Other columns such as stabilizers, strippers etc are provided with one top reflux only, as only one
fraction is extracted.

Q. 52 WHAT ARE THE HEAT TRANSFER TRAYS ?

In the column there are basically two groups of trays: Fractionation Trays (described in Q No. 49) and
Heat Transfer trays. They are so called because their function is to implement the action of the side
refluxes. They are situated in between the fractionation tray groups. A heat transfer tray is a plate also
filled with holes but instead of having a central collecting gutter it has two lateral collecting pans. From
the two pans a draw off piping system conveys the liquid accumulating on the pans to a pump (side
reflux pump) which recirculates then (first through heat exchangers in order to reduce temperature)
and sprinkle them above the tray. The ascending vapours meet the sprinkled liquid and by this contact
some heat will be exchanged between the vapours and the liquids causing some condensation. A
variation of the ______________ of the liquids causes a variation of the condensation rate of the vapours,
thus changing vapours / liquids equilibrium.

Q. 53 WHAT ARE THE EFFECTS OF TEMPERATURE IN DISTILLATION ?

◇ ◇ ◇ ◇

> **Given problem**: Summarize the extract on heat transfer trays in two sentences.

> **Material shown**:

◇ ◇ ◇ ◇

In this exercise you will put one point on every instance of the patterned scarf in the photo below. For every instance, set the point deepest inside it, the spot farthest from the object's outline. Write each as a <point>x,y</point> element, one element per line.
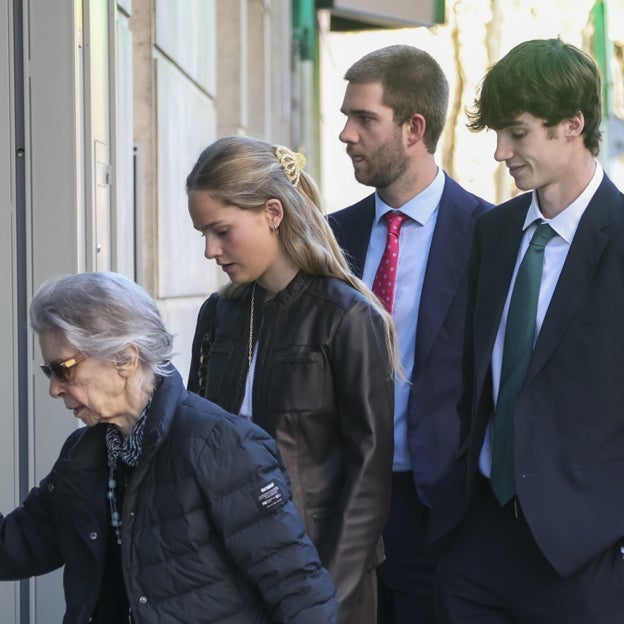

◇ ◇ ◇ ◇

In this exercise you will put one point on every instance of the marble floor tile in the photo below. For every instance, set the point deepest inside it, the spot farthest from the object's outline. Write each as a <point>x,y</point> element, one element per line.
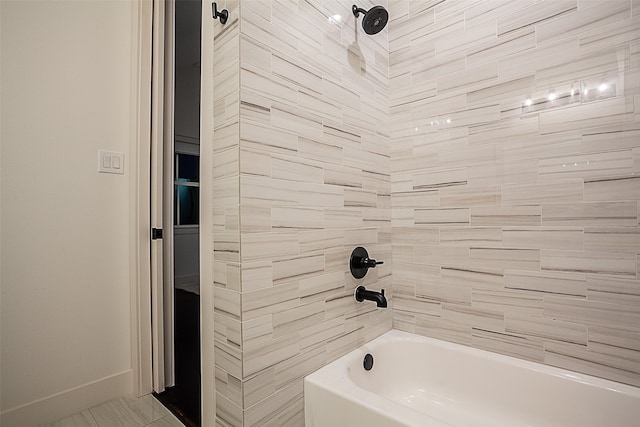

◇ ◇ ◇ ◇

> **Reply to the task**: Heat transfer trays sit between the groups of fractionation trays and implement the action of the side refluxes; each is a plate filled with holes that has two lateral collecting pans instead of a central collecting gutter. Liquid from the pans is drawn off to a side reflux pump, sent through heat exchangers to reduce its temperature, and sprinkled above the tray, where contact with the ascending vapors exchanges heat and causes some condensation.